__MATERIAL PROVIDED__:
*** Begin section ***

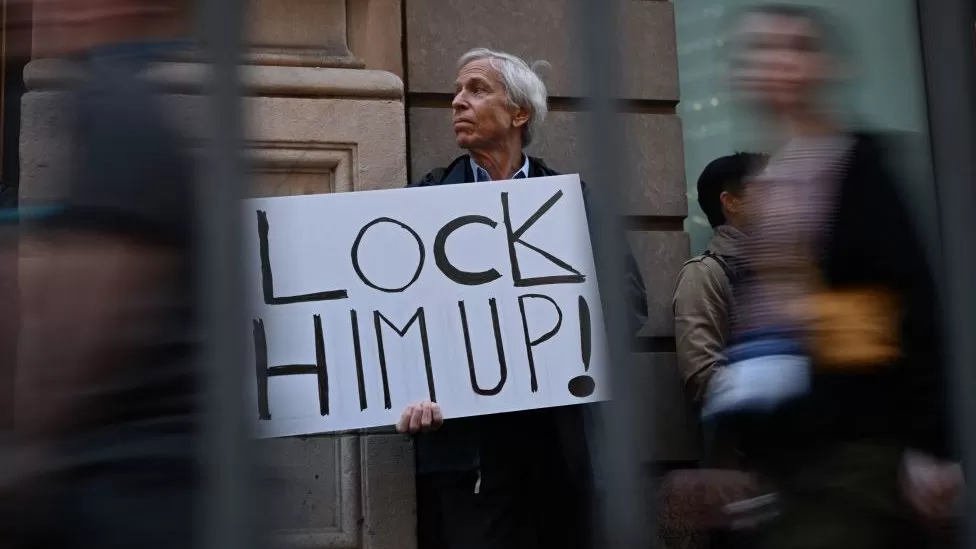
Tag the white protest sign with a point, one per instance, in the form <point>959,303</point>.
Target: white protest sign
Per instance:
<point>482,297</point>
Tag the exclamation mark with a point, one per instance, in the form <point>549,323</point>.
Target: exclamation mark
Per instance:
<point>583,386</point>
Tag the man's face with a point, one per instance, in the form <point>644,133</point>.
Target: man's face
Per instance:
<point>777,61</point>
<point>482,113</point>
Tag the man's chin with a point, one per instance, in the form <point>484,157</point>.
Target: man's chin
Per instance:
<point>465,142</point>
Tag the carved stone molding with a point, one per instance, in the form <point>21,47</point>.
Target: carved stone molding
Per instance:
<point>289,168</point>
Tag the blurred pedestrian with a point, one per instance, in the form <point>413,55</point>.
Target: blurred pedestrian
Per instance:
<point>836,370</point>
<point>703,296</point>
<point>106,412</point>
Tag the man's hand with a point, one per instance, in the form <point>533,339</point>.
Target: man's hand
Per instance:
<point>422,417</point>
<point>933,488</point>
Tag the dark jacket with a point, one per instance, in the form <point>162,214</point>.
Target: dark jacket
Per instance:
<point>455,446</point>
<point>873,244</point>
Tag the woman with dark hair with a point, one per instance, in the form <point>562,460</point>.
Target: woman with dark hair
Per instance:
<point>835,376</point>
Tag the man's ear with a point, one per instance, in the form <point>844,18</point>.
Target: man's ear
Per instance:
<point>521,117</point>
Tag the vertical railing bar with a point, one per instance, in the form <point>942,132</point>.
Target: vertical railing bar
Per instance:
<point>228,498</point>
<point>626,519</point>
<point>950,84</point>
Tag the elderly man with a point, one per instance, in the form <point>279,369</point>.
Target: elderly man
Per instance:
<point>517,480</point>
<point>107,416</point>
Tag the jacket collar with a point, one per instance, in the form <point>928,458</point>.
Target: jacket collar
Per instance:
<point>459,171</point>
<point>726,241</point>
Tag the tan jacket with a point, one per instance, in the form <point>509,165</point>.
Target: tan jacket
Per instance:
<point>702,304</point>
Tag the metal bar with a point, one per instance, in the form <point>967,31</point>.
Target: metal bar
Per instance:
<point>228,495</point>
<point>627,521</point>
<point>946,29</point>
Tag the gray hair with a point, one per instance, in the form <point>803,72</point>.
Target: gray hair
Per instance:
<point>522,83</point>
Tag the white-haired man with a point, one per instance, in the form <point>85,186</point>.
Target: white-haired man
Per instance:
<point>523,479</point>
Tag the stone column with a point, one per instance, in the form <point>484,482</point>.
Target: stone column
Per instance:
<point>319,119</point>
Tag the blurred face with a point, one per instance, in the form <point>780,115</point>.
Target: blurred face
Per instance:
<point>483,116</point>
<point>777,61</point>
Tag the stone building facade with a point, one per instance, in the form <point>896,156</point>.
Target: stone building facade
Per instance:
<point>347,95</point>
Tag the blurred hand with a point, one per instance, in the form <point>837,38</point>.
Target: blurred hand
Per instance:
<point>933,488</point>
<point>422,417</point>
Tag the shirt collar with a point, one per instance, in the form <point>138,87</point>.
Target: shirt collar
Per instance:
<point>481,174</point>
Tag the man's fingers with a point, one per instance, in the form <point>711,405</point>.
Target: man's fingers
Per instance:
<point>403,426</point>
<point>415,419</point>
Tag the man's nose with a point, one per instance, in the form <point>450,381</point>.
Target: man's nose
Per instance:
<point>459,102</point>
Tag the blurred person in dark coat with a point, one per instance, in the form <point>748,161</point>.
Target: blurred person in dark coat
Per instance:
<point>105,435</point>
<point>836,368</point>
<point>521,480</point>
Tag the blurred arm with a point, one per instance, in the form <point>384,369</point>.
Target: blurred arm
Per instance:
<point>700,313</point>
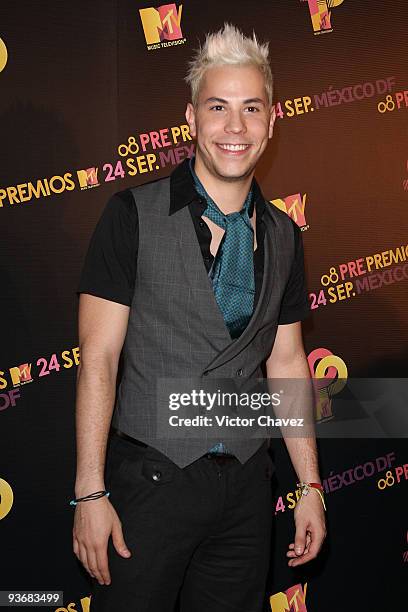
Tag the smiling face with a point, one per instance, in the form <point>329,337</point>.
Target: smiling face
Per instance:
<point>231,122</point>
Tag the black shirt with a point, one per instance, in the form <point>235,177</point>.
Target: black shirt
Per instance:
<point>109,270</point>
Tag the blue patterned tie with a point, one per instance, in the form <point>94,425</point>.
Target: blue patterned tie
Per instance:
<point>232,272</point>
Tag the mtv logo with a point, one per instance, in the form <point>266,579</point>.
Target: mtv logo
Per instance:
<point>161,23</point>
<point>88,178</point>
<point>294,206</point>
<point>320,14</point>
<point>323,406</point>
<point>292,600</point>
<point>21,374</point>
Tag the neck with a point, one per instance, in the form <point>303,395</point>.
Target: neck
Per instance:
<point>228,195</point>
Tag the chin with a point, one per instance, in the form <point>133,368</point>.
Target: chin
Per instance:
<point>229,171</point>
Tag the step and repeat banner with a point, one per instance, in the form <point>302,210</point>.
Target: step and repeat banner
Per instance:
<point>92,102</point>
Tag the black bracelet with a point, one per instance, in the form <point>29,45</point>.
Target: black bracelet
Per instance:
<point>90,497</point>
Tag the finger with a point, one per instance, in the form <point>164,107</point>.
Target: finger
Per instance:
<point>75,546</point>
<point>291,553</point>
<point>300,539</point>
<point>314,548</point>
<point>118,540</point>
<point>93,566</point>
<point>102,561</point>
<point>83,557</point>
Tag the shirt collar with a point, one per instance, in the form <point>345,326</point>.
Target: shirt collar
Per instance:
<point>182,190</point>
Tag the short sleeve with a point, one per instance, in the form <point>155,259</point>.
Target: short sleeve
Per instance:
<point>295,302</point>
<point>110,263</point>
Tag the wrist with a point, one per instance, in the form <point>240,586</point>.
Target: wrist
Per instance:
<point>87,487</point>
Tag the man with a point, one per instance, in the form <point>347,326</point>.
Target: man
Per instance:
<point>192,275</point>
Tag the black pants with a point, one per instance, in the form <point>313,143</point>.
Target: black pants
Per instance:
<point>202,532</point>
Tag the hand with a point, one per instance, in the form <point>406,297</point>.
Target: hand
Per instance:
<point>94,522</point>
<point>310,529</point>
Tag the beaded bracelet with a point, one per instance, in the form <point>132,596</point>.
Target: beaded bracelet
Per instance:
<point>306,486</point>
<point>90,497</point>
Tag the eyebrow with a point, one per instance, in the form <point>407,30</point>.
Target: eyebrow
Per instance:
<point>247,101</point>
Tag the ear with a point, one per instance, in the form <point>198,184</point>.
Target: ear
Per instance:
<point>191,120</point>
<point>272,121</point>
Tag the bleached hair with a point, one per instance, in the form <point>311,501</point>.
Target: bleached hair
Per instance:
<point>229,46</point>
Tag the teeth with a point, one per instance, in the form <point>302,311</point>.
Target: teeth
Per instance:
<point>234,147</point>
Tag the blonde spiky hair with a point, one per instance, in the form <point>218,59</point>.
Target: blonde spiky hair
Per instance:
<point>229,46</point>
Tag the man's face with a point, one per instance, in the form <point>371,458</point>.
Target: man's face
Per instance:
<point>232,109</point>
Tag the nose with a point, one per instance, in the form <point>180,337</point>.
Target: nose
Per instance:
<point>235,122</point>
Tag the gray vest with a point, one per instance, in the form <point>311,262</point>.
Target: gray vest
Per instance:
<point>176,328</point>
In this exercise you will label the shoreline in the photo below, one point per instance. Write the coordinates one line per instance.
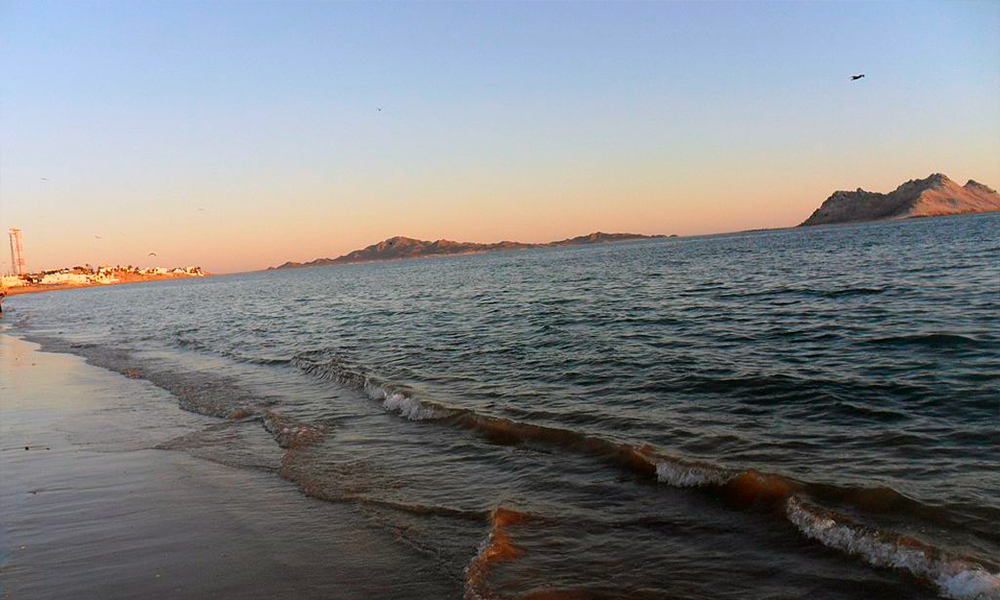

*** End section ***

__DIRECTIONS__: Your answer should be the lines of the material above that include "nose".

__RESULT OF THE TASK__:
Tag the man's nose with a point, one per instance, in the form <point>450,381</point>.
Target: man's nose
Tag the nose with a point, one per instance, in the form <point>180,337</point>.
Target: nose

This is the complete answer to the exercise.